* Begin Information provided *

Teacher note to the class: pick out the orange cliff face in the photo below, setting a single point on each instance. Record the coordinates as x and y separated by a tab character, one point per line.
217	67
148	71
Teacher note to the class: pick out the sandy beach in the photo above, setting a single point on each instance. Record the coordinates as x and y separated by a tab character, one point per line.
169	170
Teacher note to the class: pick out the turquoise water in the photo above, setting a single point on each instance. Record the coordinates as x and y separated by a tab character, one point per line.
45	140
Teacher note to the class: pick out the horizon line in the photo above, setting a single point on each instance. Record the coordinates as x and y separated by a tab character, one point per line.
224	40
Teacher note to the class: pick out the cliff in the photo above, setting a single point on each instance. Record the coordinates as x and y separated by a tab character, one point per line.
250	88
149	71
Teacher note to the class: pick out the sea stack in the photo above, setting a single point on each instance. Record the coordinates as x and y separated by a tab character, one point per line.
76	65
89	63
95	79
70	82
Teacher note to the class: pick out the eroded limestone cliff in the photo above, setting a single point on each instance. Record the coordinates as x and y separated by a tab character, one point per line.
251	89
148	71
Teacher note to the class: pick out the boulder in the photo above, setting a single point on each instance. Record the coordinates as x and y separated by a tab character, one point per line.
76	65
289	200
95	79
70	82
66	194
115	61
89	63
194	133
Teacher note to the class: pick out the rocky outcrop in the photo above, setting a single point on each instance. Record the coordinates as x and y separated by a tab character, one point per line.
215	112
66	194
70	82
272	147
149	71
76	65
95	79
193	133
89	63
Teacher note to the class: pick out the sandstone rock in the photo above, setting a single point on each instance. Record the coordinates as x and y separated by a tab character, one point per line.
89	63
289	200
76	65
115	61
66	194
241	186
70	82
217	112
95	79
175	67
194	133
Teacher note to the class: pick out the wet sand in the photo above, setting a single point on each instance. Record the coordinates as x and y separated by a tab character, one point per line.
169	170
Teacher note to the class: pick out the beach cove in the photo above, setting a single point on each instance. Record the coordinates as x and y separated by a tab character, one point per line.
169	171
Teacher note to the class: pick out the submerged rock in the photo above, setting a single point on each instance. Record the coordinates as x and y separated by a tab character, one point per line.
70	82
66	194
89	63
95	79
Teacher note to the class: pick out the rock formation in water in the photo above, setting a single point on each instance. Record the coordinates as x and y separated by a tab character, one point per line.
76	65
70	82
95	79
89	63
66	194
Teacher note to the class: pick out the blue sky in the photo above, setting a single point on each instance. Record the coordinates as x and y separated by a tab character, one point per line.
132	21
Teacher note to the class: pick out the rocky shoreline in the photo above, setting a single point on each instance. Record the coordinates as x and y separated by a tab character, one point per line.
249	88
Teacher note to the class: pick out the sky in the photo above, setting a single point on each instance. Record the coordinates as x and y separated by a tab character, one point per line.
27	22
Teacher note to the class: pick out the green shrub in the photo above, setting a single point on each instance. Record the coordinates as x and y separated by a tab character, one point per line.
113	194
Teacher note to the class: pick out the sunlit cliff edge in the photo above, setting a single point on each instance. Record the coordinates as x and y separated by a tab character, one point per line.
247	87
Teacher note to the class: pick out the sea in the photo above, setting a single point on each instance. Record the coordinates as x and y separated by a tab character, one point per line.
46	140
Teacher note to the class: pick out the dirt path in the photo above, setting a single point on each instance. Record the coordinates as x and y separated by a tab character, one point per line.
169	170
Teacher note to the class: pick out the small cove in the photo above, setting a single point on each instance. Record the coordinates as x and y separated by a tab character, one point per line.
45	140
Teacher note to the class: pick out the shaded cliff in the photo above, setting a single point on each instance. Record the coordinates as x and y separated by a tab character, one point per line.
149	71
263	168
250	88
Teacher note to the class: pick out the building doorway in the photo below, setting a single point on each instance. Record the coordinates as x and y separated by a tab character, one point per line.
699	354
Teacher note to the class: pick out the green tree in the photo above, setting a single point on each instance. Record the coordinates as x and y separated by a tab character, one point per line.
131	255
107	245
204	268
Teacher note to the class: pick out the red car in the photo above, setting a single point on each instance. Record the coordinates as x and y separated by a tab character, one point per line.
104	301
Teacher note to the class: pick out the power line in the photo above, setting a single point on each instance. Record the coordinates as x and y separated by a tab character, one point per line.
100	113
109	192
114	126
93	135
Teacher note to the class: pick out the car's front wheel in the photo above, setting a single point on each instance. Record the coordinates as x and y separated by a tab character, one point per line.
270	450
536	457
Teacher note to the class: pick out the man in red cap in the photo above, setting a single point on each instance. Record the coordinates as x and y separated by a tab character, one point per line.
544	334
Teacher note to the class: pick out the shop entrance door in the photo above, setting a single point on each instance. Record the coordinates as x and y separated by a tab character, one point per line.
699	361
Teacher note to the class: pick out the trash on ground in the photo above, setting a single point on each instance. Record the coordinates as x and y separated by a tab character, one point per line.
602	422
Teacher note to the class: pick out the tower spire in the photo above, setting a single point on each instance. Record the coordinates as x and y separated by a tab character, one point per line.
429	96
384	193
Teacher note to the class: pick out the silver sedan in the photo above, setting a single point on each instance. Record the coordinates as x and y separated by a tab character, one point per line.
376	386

* End Information provided *

- **Exercise details**
Write out the lines above, starting at the line that contains "Teacher note to the class: pick out the trash" and ending with the final line, and nothing else; copy them exactly.

- **Reply to the exercise**
Teacher note to the class: pick out the trash on ground in the photo above, setting a single point on each instance. Record the coordinates as x and y separated by a tab character, one point per line.
602	422
Teacher note to the class: pick out the tower spire in the photo above, setting a single point on each instance. Record the coordinates as x and y separated by a tab character, one point per line.
429	96
384	193
Teacher note to the class: pick out the silver sedan in the photo above, setting a single point on each instance. Record the coordinates as x and y separated by a tab character, one point per line.
376	386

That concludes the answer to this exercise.